◆ **The exercise**
Copy every one of the records below word for word, leaving out the pictures.

◆ **Entries provided**
%%

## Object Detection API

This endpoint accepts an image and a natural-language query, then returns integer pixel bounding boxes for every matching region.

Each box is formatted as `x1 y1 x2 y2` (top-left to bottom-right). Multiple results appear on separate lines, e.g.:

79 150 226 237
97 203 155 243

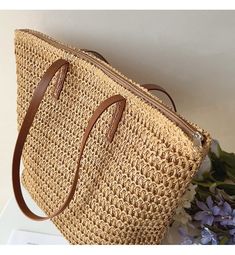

%%

◆ **Task solution**
## Object Detection API

This endpoint accepts an image and a natural-language query, then returns integer pixel bounding boxes for every matching region.

Each box is formatted as `x1 y1 x2 y2` (top-left to bottom-right). Multiple results appear on separate lines, e.g.:

79 150 226 237
97 203 155 243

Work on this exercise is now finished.